# Directions for this task
Pick out each row below that contains the word "bicycle", and copy every one of them in full.

# Excerpted records
----------------

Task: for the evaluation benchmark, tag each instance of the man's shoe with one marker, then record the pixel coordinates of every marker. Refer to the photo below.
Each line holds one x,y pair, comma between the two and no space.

----------------

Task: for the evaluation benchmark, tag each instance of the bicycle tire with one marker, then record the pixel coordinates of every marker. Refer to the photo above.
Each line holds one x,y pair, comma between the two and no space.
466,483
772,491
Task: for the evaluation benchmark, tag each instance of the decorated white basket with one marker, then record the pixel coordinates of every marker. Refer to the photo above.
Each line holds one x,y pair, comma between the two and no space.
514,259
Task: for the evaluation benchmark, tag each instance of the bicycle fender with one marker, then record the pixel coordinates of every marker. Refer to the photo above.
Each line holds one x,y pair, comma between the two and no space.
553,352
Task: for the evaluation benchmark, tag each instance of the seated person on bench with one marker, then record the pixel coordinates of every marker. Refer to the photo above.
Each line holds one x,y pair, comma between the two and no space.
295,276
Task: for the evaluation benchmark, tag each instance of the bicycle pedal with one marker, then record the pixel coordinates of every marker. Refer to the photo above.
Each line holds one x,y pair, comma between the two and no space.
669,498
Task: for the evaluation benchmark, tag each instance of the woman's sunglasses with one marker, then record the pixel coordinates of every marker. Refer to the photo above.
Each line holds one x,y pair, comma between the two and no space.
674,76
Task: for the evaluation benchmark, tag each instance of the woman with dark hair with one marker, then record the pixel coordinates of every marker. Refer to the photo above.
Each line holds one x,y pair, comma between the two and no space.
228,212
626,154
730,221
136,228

----------------

# Final result
Task: for the evaluation benchmark, tag each instance of the bicycle tire with one marker, then record the pixel coordinates of every marker. Refer to the photo above.
Task: for the evaluation benchmark, tag each instance of the bicycle fender with one marker, then record the pixel coordinates of every marker. Refer to the photo above.
Task: for the evaluation benchmark, tag each instance of the bicycle pedal with one marker, then record the pixel coordinates of every marker. Refer to the photo above.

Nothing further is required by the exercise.